> _WHAT YOU HAVE TO DO_: In the records below, find the line containing "the person's back." and retype it and every line after it exactly, adding nothing.

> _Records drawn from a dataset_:
____
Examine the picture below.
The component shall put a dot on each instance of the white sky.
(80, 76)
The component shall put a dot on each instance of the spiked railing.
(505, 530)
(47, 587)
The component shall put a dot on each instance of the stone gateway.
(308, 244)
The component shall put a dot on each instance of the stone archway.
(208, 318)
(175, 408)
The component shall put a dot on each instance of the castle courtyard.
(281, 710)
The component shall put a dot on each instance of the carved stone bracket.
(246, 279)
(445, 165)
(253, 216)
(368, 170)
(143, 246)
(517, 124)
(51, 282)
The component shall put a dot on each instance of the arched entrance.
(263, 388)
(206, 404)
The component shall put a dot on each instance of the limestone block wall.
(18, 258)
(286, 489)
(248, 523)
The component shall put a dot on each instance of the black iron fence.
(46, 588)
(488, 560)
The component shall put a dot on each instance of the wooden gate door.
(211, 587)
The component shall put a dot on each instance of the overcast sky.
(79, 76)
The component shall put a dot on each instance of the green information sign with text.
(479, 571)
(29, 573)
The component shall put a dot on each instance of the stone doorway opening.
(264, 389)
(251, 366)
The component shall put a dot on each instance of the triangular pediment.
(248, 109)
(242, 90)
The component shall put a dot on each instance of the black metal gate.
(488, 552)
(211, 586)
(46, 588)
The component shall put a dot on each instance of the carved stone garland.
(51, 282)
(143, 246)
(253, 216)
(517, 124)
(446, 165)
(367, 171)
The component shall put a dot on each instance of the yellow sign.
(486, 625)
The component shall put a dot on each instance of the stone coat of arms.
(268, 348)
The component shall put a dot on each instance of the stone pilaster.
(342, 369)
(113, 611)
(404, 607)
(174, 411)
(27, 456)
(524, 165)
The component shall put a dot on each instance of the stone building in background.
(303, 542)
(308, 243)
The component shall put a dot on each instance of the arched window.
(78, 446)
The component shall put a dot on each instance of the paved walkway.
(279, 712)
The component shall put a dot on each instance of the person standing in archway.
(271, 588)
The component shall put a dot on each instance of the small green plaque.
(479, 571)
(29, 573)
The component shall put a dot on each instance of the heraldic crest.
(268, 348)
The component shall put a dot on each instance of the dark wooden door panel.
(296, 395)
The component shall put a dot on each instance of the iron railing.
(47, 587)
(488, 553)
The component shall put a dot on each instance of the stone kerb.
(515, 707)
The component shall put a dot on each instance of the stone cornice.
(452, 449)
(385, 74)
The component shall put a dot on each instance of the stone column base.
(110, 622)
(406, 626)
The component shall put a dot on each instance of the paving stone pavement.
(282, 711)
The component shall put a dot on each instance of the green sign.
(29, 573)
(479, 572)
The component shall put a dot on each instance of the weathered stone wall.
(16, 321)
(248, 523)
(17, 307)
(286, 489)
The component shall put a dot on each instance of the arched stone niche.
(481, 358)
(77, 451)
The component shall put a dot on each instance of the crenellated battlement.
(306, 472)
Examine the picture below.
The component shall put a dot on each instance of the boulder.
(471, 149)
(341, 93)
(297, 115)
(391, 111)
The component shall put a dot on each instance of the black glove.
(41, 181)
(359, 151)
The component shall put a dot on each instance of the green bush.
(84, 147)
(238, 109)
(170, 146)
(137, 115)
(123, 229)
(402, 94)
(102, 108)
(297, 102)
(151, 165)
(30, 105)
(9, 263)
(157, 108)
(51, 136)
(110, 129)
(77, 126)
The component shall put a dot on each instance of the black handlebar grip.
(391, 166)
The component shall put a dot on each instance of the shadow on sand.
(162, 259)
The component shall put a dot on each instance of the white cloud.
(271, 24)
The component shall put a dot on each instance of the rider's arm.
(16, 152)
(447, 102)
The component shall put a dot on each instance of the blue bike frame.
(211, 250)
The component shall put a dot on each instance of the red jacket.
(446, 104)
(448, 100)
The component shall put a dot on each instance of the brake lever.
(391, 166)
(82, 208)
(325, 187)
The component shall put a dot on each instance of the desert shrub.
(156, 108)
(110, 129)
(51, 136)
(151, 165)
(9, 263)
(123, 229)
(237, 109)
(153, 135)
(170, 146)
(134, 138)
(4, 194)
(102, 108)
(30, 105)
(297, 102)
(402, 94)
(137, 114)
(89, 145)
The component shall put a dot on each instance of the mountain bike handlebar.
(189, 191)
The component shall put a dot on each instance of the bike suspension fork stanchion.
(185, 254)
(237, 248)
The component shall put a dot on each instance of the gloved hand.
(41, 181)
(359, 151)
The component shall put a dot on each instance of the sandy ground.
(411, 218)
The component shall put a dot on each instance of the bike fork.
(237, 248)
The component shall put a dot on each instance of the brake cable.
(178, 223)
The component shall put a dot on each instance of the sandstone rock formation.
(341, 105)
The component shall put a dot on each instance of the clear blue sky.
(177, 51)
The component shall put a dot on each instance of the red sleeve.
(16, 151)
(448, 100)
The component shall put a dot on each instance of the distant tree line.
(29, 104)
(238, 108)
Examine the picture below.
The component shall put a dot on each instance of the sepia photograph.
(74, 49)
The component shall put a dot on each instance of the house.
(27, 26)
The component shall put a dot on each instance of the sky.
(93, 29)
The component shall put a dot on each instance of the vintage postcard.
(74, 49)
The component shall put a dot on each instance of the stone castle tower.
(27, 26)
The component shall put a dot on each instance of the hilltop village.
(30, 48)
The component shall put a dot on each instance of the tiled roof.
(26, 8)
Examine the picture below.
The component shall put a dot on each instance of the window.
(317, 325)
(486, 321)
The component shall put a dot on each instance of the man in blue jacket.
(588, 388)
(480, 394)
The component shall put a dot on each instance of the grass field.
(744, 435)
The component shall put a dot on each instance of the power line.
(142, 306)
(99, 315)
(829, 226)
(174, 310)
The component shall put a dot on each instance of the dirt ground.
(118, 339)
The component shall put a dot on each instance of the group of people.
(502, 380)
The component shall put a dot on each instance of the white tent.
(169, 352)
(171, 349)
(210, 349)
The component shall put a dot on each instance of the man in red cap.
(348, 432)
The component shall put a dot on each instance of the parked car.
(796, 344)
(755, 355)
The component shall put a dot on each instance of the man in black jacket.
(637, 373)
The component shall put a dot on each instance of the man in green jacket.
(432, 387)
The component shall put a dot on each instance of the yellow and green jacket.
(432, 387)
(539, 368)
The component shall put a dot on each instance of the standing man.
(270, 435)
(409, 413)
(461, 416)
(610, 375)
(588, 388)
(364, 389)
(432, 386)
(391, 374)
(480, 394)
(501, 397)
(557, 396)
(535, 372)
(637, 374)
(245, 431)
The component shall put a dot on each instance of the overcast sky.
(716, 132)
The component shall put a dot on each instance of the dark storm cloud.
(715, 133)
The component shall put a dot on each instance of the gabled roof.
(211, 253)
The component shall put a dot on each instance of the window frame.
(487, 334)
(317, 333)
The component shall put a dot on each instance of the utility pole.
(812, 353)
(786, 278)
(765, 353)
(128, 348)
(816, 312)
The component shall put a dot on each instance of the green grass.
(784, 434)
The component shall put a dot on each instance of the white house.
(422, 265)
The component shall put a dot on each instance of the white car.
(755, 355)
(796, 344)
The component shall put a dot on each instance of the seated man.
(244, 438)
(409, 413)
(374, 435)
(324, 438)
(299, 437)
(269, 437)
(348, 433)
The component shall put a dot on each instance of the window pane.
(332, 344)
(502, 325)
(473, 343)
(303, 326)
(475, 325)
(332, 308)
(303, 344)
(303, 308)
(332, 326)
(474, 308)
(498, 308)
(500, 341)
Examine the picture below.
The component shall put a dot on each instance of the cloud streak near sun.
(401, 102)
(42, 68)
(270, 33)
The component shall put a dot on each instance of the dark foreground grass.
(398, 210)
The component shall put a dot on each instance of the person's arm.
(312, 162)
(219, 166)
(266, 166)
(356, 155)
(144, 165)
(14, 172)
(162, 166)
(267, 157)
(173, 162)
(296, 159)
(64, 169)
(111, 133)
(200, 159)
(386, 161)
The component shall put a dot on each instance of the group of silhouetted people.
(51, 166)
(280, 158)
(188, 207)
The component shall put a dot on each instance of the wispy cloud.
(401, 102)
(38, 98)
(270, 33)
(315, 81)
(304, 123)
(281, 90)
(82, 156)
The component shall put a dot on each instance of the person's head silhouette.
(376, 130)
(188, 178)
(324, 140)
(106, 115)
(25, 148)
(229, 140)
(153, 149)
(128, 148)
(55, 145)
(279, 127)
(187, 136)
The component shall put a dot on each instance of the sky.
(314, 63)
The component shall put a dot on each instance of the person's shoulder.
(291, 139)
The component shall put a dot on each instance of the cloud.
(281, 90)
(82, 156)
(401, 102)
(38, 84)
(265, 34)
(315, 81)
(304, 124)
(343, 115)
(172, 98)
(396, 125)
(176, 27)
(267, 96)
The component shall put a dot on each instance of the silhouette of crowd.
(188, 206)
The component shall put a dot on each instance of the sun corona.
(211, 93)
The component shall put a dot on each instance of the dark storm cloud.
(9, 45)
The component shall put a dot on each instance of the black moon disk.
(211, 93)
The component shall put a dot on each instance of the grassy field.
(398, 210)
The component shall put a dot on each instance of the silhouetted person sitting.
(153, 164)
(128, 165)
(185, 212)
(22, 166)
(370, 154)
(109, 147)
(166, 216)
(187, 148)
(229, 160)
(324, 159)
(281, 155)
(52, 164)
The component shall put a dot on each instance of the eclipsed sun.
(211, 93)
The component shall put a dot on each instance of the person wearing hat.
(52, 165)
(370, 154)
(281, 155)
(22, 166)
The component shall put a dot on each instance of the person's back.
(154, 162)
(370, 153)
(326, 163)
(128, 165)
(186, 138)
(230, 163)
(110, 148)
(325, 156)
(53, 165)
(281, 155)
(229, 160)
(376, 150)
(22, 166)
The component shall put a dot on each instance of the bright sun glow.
____
> _SOLVED PROBLEM_:
The component shall put a dot on each instance of the person's back.
(154, 162)
(370, 153)
(326, 163)
(128, 165)
(186, 138)
(230, 163)
(110, 148)
(325, 156)
(53, 165)
(281, 155)
(229, 160)
(376, 150)
(22, 166)
The component shall put a dot on each instance of the bright sun glow.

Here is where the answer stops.